*Task to carry out*:
Please write out exactly the lines that begin at the line containing "Put one point on every instance of the fence" and run to the end of the records.

------ Given data

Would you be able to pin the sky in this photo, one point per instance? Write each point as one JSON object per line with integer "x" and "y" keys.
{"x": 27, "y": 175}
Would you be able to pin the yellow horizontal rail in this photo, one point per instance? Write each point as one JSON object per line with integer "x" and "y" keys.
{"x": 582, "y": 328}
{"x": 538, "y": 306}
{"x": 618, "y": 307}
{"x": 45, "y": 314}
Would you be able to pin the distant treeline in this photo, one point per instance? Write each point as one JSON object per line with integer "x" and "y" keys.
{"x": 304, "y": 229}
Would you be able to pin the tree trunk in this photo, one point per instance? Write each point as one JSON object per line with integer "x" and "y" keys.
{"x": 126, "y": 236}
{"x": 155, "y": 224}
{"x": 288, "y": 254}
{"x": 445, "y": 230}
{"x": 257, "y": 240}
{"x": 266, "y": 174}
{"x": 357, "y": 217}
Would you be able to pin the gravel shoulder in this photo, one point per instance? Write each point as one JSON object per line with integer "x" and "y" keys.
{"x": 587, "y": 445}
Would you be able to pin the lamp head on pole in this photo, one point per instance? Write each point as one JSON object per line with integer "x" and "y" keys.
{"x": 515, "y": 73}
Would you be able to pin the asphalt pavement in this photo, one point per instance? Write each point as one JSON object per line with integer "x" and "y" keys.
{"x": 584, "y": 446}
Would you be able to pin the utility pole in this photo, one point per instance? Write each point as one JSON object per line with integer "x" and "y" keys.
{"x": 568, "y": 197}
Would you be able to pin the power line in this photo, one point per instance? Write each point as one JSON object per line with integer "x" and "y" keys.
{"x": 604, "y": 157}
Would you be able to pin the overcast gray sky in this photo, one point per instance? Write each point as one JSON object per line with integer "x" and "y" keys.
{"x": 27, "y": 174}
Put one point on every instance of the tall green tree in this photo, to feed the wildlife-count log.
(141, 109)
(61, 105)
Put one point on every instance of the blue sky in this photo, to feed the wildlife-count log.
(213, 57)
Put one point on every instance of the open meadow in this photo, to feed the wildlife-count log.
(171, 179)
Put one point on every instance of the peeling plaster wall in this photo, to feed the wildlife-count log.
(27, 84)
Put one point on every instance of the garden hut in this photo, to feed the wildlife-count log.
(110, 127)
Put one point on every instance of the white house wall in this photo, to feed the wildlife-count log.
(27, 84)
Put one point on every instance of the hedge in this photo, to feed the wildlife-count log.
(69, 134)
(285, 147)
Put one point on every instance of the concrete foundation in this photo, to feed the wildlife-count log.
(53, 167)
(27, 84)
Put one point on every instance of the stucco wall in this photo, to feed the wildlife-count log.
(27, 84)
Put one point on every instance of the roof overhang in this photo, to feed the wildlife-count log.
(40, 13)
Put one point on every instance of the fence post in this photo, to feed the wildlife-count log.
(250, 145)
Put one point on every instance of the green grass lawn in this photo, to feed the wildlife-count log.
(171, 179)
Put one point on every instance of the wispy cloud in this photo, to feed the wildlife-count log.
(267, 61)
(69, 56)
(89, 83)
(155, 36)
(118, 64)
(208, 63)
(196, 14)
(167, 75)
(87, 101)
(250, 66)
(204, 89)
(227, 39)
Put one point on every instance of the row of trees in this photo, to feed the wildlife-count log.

------------

*Task response*:
Put one point on every instance of the fence post in this photo, to feed the wildlife-count log.
(250, 145)
Put one point on every instance of the green grass lawn in this photo, to feed the wildlife-count log.
(171, 179)
Put one point on every instance of the wispy cloud in this photo, to feed the wildlife-count log.
(267, 61)
(69, 56)
(89, 83)
(155, 36)
(118, 64)
(208, 63)
(196, 14)
(167, 75)
(87, 101)
(250, 66)
(204, 89)
(227, 39)
Put one point on every instance of the row of trees in this photo, to feed the wildlife-count log.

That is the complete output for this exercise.